#### [EXERCISE]
Format every line of the items below as a string in a single JSON list, one string per line, leaving out blank lines.

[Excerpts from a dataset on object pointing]
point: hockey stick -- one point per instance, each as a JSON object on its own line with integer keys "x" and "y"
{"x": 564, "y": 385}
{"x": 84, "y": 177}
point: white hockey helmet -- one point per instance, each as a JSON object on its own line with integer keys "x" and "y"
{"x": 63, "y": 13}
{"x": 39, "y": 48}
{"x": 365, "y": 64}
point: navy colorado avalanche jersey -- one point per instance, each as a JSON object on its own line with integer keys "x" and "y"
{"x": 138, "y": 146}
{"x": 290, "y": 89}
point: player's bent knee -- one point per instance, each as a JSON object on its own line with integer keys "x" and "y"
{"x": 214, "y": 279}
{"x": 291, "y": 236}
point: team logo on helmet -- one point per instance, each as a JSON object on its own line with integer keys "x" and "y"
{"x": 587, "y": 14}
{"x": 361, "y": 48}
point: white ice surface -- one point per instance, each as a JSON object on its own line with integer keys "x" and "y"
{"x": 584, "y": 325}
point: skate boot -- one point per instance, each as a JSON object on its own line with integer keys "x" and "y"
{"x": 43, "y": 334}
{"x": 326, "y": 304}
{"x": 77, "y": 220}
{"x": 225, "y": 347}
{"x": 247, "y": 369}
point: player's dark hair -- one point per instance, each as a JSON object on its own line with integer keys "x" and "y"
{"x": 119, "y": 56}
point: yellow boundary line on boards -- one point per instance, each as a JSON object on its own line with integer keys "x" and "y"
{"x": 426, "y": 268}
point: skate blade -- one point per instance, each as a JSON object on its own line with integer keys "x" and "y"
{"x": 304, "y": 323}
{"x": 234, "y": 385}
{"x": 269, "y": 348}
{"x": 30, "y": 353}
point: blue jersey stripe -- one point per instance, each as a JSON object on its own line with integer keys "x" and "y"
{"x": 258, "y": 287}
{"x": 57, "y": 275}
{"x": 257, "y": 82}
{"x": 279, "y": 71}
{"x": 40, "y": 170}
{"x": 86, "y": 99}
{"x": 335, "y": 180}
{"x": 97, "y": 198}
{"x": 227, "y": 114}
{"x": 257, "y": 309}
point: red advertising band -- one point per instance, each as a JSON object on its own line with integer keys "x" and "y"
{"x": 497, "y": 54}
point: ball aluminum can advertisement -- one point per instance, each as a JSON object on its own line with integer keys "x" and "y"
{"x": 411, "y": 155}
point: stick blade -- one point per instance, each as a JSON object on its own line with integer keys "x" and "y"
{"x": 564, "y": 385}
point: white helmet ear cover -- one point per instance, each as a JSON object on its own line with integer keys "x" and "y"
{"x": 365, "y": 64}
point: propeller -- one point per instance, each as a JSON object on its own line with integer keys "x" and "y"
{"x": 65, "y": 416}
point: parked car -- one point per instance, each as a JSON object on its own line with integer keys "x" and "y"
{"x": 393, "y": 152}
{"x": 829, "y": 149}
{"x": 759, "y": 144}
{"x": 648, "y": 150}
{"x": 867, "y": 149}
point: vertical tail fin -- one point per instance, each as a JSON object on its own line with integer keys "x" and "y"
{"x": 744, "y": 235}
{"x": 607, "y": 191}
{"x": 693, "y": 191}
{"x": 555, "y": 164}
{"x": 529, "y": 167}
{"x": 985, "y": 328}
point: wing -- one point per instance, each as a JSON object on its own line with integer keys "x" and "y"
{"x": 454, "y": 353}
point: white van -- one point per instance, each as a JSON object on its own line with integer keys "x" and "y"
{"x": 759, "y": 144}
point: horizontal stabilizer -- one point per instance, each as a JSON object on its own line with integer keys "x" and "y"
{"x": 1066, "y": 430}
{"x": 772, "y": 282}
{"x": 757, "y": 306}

#### [EXERCISE ANSWER]
[
  "point: hockey stick -- one point per instance, each as a JSON object on its own line with integer keys \"x\" and \"y\"",
  "{\"x\": 564, \"y\": 385}",
  "{\"x\": 84, \"y\": 177}",
  "point: white hockey helmet -- one point per instance, each as a JSON object on its own line with integer keys \"x\" and \"y\"",
  "{\"x\": 63, \"y\": 13}",
  "{\"x\": 39, \"y\": 48}",
  "{\"x\": 365, \"y\": 64}",
  "point: navy colorado avalanche jersey -- one point per instance, each as a JSON object on its own line with integer keys \"x\" and \"y\"",
  "{\"x\": 138, \"y\": 146}",
  "{\"x\": 290, \"y\": 89}",
  "point: player's bent knee -- one point per instance, each as a JSON object on its own line with integer keys \"x\" and \"y\"",
  "{\"x\": 214, \"y\": 279}",
  "{\"x\": 291, \"y\": 236}",
  "point: team logo on helmet -- one point per instance, each as a JSON object on its own line with integer keys \"x\" and \"y\"",
  "{\"x\": 587, \"y\": 14}",
  "{\"x\": 361, \"y\": 48}",
  "point: white ice surface -- one point per instance, each as a JSON object on its own line with integer keys \"x\" and \"y\"",
  "{\"x\": 584, \"y\": 325}",
  "point: skate boot -- one point per instance, each as a JSON object on its own line with integer keys \"x\" and \"y\"",
  "{\"x\": 43, \"y\": 334}",
  "{\"x\": 326, \"y\": 304}",
  "{\"x\": 77, \"y\": 220}",
  "{\"x\": 225, \"y\": 347}",
  "{\"x\": 247, \"y\": 369}",
  "point: player's dark hair -- one point per instance, each as a JSON object on its own line with integer keys \"x\" and \"y\"",
  "{\"x\": 119, \"y\": 56}",
  "point: yellow boundary line on boards -- one point per instance, each as a JSON object on its own line with integer keys \"x\" and \"y\"",
  "{\"x\": 426, \"y\": 268}",
  "point: skate blade -- one point per instance, each as a JSON object on its own line with integer keys \"x\" and \"y\"",
  "{\"x\": 304, \"y\": 323}",
  "{\"x\": 234, \"y\": 385}",
  "{\"x\": 269, \"y\": 348}",
  "{\"x\": 30, \"y\": 353}",
  "point: blue jersey stripe -- one point per instance, each as a JSON object on its own line with integer keys \"x\" and \"y\"",
  "{\"x\": 258, \"y\": 287}",
  "{\"x\": 57, \"y\": 275}",
  "{\"x\": 257, \"y\": 82}",
  "{\"x\": 279, \"y\": 71}",
  "{\"x\": 40, \"y\": 170}",
  "{\"x\": 86, \"y\": 99}",
  "{\"x\": 335, \"y\": 180}",
  "{\"x\": 97, \"y\": 198}",
  "{\"x\": 227, \"y\": 114}",
  "{\"x\": 257, \"y\": 309}",
  "point: red advertising band -- one point per instance, each as a JSON object on its own line with integer keys \"x\" and \"y\"",
  "{\"x\": 497, \"y\": 54}",
  "point: ball aluminum can advertisement -- one point per instance, each as a JSON object on its own line with integer keys \"x\" and \"y\"",
  "{\"x\": 411, \"y\": 155}",
  "point: stick blade -- one point per instance, each as a JSON object on its own line with integer keys \"x\" and \"y\"",
  "{\"x\": 564, \"y\": 385}",
  "point: white helmet ear cover -- one point per instance, each as a JSON object on its own line with integer keys \"x\" and \"y\"",
  "{\"x\": 365, \"y\": 64}",
  "point: propeller -- one point per instance, each as a JSON object on its own line with integer keys \"x\" and \"y\"",
  "{\"x\": 65, \"y\": 416}",
  "point: parked car -- one point per instance, each as a JSON object on its own line with integer keys \"x\" and \"y\"",
  "{\"x\": 393, \"y\": 152}",
  "{\"x\": 829, \"y\": 149}",
  "{\"x\": 759, \"y\": 144}",
  "{\"x\": 648, \"y\": 150}",
  "{\"x\": 867, \"y\": 149}",
  "point: vertical tail fin -- one point per instance, each as a JSON object on its own line with integer keys \"x\" and \"y\"",
  "{\"x\": 744, \"y\": 235}",
  "{\"x\": 607, \"y\": 191}",
  "{\"x\": 693, \"y\": 191}",
  "{\"x\": 555, \"y\": 164}",
  "{\"x\": 529, \"y\": 167}",
  "{\"x\": 985, \"y\": 328}",
  "point: wing -- one point per instance, each as a JSON object on its own line with integer keys \"x\" and \"y\"",
  "{\"x\": 454, \"y\": 353}",
  "point: white van -- one point per instance, each as a JSON object on its own line with integer keys \"x\" and \"y\"",
  "{\"x\": 759, \"y\": 144}",
  "point: horizontal stabilizer -- one point per instance, each as a JSON object on its own line with integer keys \"x\" and \"y\"",
  "{\"x\": 1066, \"y\": 430}",
  "{\"x\": 772, \"y\": 282}",
  "{\"x\": 757, \"y\": 306}"
]